• [Written instruction]
Transcribe the tail of the listing: start at the line containing "Target: window sill" and stop after the last line, keeping every character as is and adding nothing.

• [Supplied records]
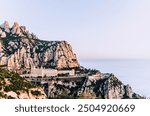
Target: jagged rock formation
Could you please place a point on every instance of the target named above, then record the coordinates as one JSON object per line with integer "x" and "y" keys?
{"x": 20, "y": 49}
{"x": 107, "y": 87}
{"x": 12, "y": 86}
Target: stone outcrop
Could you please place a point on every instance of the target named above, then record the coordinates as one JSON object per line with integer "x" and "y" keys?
{"x": 12, "y": 86}
{"x": 21, "y": 49}
{"x": 106, "y": 87}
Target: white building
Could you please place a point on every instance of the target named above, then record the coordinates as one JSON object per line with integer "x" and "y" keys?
{"x": 43, "y": 72}
{"x": 35, "y": 72}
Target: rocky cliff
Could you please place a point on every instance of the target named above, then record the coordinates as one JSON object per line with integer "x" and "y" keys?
{"x": 21, "y": 49}
{"x": 106, "y": 87}
{"x": 12, "y": 86}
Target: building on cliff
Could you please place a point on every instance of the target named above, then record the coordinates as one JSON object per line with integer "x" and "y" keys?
{"x": 35, "y": 72}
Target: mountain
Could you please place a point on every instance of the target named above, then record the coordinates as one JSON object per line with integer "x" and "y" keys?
{"x": 21, "y": 49}
{"x": 12, "y": 86}
{"x": 106, "y": 87}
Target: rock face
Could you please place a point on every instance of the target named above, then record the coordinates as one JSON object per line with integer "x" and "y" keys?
{"x": 20, "y": 49}
{"x": 12, "y": 86}
{"x": 107, "y": 87}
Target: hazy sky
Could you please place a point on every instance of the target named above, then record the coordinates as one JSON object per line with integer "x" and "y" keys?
{"x": 94, "y": 28}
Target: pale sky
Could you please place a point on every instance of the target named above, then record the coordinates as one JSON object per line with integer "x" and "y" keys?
{"x": 96, "y": 29}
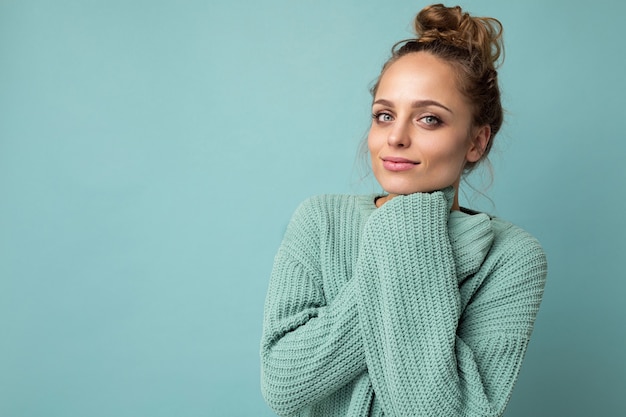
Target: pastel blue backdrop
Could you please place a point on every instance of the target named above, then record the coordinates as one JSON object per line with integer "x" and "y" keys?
{"x": 152, "y": 152}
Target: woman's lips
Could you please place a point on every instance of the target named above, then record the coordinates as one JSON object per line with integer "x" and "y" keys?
{"x": 395, "y": 164}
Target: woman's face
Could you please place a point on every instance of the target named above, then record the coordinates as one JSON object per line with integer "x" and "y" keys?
{"x": 421, "y": 134}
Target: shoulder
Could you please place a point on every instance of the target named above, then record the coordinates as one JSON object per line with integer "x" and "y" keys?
{"x": 330, "y": 206}
{"x": 517, "y": 252}
{"x": 512, "y": 238}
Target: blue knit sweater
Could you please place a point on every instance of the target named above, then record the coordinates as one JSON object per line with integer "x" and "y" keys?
{"x": 404, "y": 310}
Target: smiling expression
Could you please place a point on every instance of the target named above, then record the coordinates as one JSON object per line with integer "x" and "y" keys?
{"x": 421, "y": 134}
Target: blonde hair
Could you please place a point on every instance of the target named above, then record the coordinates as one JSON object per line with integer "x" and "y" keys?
{"x": 473, "y": 47}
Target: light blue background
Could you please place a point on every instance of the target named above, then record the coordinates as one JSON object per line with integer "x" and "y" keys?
{"x": 152, "y": 152}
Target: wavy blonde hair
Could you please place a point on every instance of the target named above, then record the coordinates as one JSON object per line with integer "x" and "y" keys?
{"x": 473, "y": 47}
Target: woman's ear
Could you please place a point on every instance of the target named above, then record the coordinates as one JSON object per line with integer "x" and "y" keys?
{"x": 480, "y": 140}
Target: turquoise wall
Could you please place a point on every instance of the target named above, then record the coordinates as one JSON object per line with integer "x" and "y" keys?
{"x": 152, "y": 152}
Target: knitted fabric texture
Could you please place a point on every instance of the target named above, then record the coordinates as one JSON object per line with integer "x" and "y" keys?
{"x": 403, "y": 310}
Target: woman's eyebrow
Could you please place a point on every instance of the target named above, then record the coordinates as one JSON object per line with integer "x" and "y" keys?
{"x": 415, "y": 104}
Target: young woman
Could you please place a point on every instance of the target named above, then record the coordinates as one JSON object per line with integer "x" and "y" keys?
{"x": 406, "y": 304}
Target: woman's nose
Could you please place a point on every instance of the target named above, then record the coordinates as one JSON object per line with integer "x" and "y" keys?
{"x": 399, "y": 135}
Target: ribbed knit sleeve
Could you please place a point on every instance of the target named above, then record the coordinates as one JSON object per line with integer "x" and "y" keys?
{"x": 310, "y": 348}
{"x": 426, "y": 353}
{"x": 403, "y": 310}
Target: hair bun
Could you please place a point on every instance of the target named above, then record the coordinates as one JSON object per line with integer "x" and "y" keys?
{"x": 450, "y": 25}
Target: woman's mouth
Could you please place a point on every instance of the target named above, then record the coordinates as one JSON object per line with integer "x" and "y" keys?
{"x": 396, "y": 164}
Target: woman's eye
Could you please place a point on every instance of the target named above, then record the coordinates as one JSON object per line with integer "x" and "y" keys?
{"x": 430, "y": 120}
{"x": 383, "y": 117}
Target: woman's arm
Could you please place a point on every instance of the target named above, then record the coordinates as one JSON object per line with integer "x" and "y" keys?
{"x": 410, "y": 309}
{"x": 310, "y": 348}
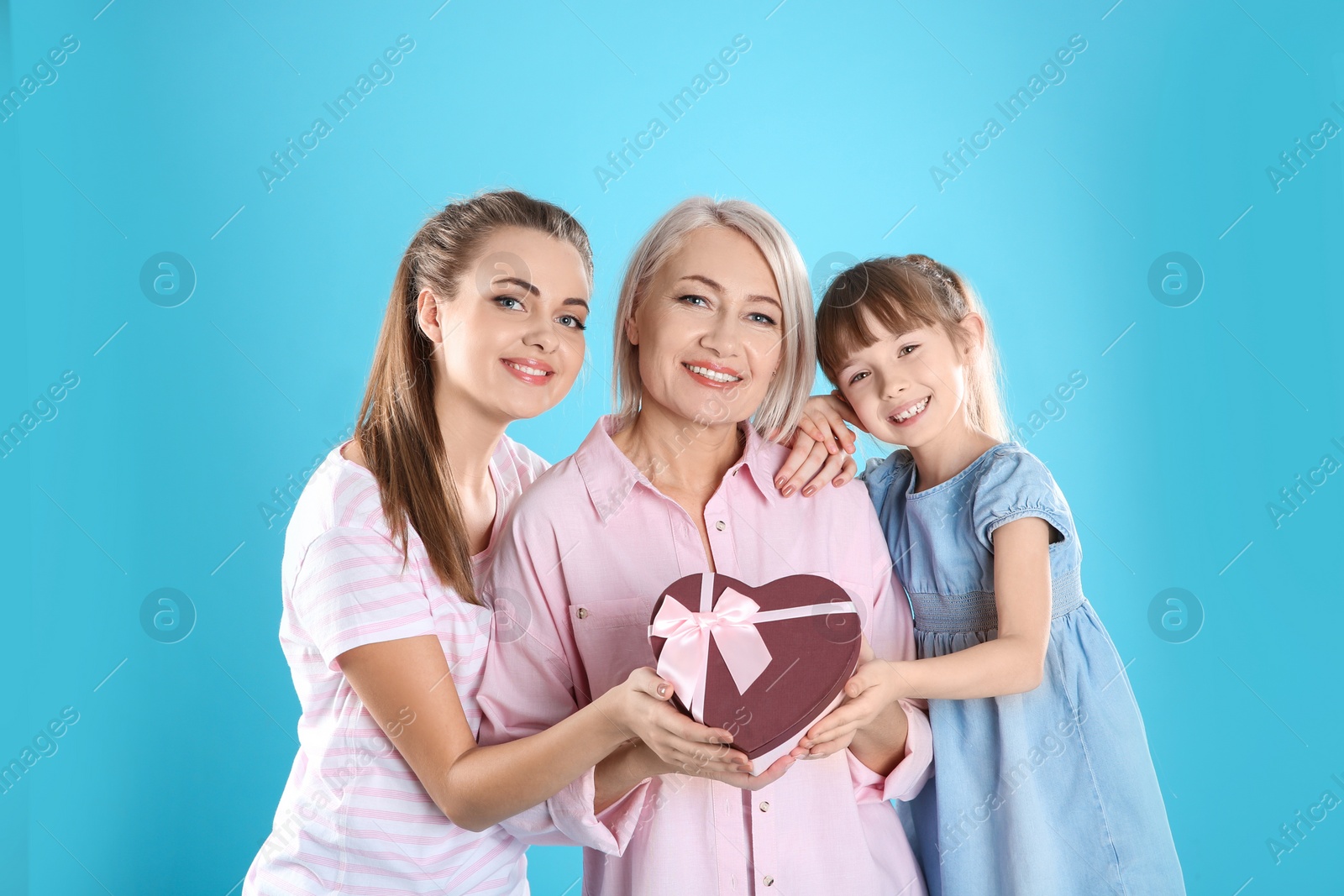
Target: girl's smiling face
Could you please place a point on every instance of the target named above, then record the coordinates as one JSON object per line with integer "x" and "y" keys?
{"x": 907, "y": 387}
{"x": 511, "y": 340}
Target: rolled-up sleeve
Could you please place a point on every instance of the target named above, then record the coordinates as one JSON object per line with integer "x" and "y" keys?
{"x": 530, "y": 684}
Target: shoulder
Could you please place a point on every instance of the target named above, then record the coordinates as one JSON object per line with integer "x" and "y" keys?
{"x": 1011, "y": 484}
{"x": 1012, "y": 466}
{"x": 885, "y": 474}
{"x": 517, "y": 461}
{"x": 551, "y": 493}
{"x": 339, "y": 495}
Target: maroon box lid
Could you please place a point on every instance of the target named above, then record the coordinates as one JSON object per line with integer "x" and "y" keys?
{"x": 811, "y": 658}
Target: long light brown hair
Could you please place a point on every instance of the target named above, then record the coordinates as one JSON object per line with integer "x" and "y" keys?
{"x": 398, "y": 429}
{"x": 905, "y": 293}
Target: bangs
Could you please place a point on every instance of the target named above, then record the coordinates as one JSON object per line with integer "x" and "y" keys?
{"x": 880, "y": 291}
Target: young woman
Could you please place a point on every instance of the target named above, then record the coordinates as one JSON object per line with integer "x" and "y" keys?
{"x": 714, "y": 345}
{"x": 383, "y": 625}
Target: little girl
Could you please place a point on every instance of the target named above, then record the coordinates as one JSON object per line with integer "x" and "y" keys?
{"x": 1045, "y": 783}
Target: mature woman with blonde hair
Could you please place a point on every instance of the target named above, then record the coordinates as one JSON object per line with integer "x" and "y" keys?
{"x": 714, "y": 348}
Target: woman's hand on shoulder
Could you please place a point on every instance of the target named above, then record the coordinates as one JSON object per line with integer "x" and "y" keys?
{"x": 822, "y": 448}
{"x": 640, "y": 705}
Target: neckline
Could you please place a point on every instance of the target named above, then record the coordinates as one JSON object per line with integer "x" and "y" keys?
{"x": 914, "y": 473}
{"x": 496, "y": 524}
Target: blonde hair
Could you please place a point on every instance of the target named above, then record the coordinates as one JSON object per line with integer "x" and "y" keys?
{"x": 904, "y": 295}
{"x": 398, "y": 427}
{"x": 792, "y": 383}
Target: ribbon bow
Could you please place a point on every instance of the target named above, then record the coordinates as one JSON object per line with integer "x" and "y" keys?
{"x": 687, "y": 649}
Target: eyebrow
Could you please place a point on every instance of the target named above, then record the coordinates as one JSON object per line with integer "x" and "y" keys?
{"x": 533, "y": 291}
{"x": 712, "y": 284}
{"x": 517, "y": 281}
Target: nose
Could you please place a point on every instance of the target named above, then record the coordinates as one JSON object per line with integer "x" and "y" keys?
{"x": 891, "y": 385}
{"x": 722, "y": 336}
{"x": 541, "y": 335}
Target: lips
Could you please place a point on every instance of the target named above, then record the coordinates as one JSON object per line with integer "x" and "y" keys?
{"x": 711, "y": 374}
{"x": 530, "y": 369}
{"x": 907, "y": 414}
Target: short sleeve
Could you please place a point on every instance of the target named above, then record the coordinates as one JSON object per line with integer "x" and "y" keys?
{"x": 354, "y": 589}
{"x": 1014, "y": 485}
{"x": 878, "y": 474}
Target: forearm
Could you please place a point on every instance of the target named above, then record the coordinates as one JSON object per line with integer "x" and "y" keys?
{"x": 880, "y": 745}
{"x": 624, "y": 770}
{"x": 991, "y": 669}
{"x": 487, "y": 785}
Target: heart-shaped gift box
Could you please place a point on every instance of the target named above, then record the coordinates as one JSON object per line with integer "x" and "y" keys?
{"x": 763, "y": 661}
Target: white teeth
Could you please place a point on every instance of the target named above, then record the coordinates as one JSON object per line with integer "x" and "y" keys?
{"x": 911, "y": 411}
{"x": 526, "y": 369}
{"x": 712, "y": 375}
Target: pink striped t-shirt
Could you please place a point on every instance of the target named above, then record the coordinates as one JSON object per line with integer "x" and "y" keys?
{"x": 353, "y": 817}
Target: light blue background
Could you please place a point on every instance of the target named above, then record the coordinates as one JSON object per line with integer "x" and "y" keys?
{"x": 154, "y": 470}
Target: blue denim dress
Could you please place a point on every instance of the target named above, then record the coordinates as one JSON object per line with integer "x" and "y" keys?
{"x": 1050, "y": 792}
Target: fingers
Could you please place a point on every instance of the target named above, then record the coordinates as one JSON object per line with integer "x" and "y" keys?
{"x": 785, "y": 479}
{"x": 772, "y": 774}
{"x": 692, "y": 731}
{"x": 702, "y": 762}
{"x": 831, "y": 747}
{"x": 847, "y": 472}
{"x": 837, "y": 728}
{"x": 835, "y": 421}
{"x": 813, "y": 432}
{"x": 746, "y": 781}
{"x": 806, "y": 472}
{"x": 831, "y": 469}
{"x": 651, "y": 683}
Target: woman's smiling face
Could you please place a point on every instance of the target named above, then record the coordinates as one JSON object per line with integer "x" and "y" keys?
{"x": 709, "y": 329}
{"x": 511, "y": 340}
{"x": 907, "y": 387}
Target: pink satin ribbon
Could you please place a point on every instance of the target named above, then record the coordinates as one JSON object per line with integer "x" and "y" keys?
{"x": 687, "y": 649}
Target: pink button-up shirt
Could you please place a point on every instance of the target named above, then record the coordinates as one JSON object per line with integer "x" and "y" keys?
{"x": 581, "y": 562}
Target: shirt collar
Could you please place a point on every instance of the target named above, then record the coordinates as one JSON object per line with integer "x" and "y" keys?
{"x": 609, "y": 476}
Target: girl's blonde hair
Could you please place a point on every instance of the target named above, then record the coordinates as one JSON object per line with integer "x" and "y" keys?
{"x": 904, "y": 295}
{"x": 792, "y": 385}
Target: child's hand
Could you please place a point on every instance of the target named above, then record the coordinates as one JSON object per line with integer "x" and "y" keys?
{"x": 869, "y": 692}
{"x": 817, "y": 443}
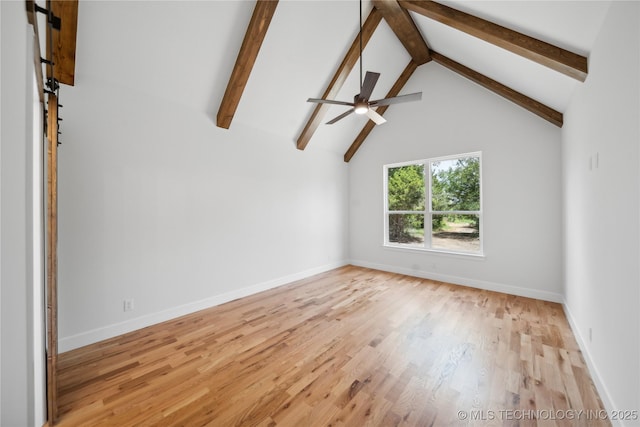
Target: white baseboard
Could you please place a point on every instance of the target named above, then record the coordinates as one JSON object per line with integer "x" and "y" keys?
{"x": 110, "y": 331}
{"x": 464, "y": 281}
{"x": 593, "y": 369}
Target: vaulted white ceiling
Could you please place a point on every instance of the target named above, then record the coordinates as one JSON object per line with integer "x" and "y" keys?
{"x": 183, "y": 52}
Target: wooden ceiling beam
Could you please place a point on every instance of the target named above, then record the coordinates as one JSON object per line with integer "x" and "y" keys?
{"x": 405, "y": 29}
{"x": 349, "y": 61}
{"x": 63, "y": 42}
{"x": 558, "y": 59}
{"x": 368, "y": 127}
{"x": 524, "y": 101}
{"x": 253, "y": 38}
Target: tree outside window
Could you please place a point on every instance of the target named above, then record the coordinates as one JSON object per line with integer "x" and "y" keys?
{"x": 453, "y": 213}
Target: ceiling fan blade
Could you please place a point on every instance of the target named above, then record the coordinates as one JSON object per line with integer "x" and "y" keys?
{"x": 340, "y": 117}
{"x": 397, "y": 99}
{"x": 377, "y": 118}
{"x": 329, "y": 101}
{"x": 369, "y": 83}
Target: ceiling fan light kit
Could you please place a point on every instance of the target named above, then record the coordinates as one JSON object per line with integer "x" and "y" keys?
{"x": 361, "y": 104}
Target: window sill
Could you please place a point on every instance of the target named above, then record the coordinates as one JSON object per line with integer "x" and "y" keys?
{"x": 463, "y": 255}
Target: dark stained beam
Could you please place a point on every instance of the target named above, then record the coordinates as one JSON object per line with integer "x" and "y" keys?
{"x": 524, "y": 101}
{"x": 405, "y": 29}
{"x": 37, "y": 65}
{"x": 349, "y": 61}
{"x": 558, "y": 59}
{"x": 253, "y": 38}
{"x": 63, "y": 41}
{"x": 368, "y": 127}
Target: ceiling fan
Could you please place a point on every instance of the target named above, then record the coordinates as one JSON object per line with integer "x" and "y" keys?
{"x": 361, "y": 103}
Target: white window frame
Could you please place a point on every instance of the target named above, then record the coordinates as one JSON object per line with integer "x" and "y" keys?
{"x": 428, "y": 212}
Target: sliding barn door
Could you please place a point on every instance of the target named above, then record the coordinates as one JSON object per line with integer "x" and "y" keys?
{"x": 52, "y": 258}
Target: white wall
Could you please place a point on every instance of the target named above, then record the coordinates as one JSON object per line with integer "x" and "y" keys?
{"x": 158, "y": 205}
{"x": 601, "y": 209}
{"x": 521, "y": 191}
{"x": 21, "y": 374}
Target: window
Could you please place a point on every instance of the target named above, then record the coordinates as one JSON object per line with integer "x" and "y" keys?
{"x": 435, "y": 204}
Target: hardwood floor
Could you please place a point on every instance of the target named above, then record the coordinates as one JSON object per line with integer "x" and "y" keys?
{"x": 352, "y": 347}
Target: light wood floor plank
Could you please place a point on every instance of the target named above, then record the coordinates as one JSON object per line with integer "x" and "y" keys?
{"x": 351, "y": 347}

• [Exercise solution]
Target: window sill
Could you please place a point on every instance of the target named above, then record the coordinates as one JSON object per line with integer "x" and "y" keys?
{"x": 463, "y": 255}
Target: dark stained beam
Could you please place a point on every instance of the target named above, then record the coordinates as one JSON object per line with integer "x" and "y" keys?
{"x": 524, "y": 101}
{"x": 405, "y": 29}
{"x": 37, "y": 65}
{"x": 349, "y": 61}
{"x": 558, "y": 59}
{"x": 253, "y": 38}
{"x": 63, "y": 41}
{"x": 368, "y": 127}
Target: ceiling fan
Could you please place a point on every instance of the target named above, then record the coordinates as one JSON object per line with integer "x" and "y" keys?
{"x": 361, "y": 103}
Target: white window frame
Could you please place a point on every instance of the target named above, then record the coordinates as one JSON object per line with integer "x" and "y" keys?
{"x": 428, "y": 212}
Target: sliding barn door
Could you please place a point on every instance of the target named above, then record the coordinates as one JSON object per line with integer "x" and "y" keys?
{"x": 52, "y": 258}
Target: white wall
Could you please place a point on every instance of the target named above, then record the coordinates as one JSON object per line with integer "x" and "y" keys?
{"x": 158, "y": 205}
{"x": 601, "y": 209}
{"x": 521, "y": 191}
{"x": 21, "y": 374}
Target: window
Could you please place a point on every instance of the target named above, then record the coordinates as one JSON object per line with integer "x" and "y" keys?
{"x": 435, "y": 204}
Target: hardwood floor
Could you please place a point on every instance of the target named above, then record the coordinates as one JSON object per line with integer "x" and "y" keys?
{"x": 352, "y": 347}
Target: light wood floor plank
Could you please place a point on every instance of the target named above, then record the coordinates as one JSON object per line with integer "x" and "y" keys?
{"x": 351, "y": 347}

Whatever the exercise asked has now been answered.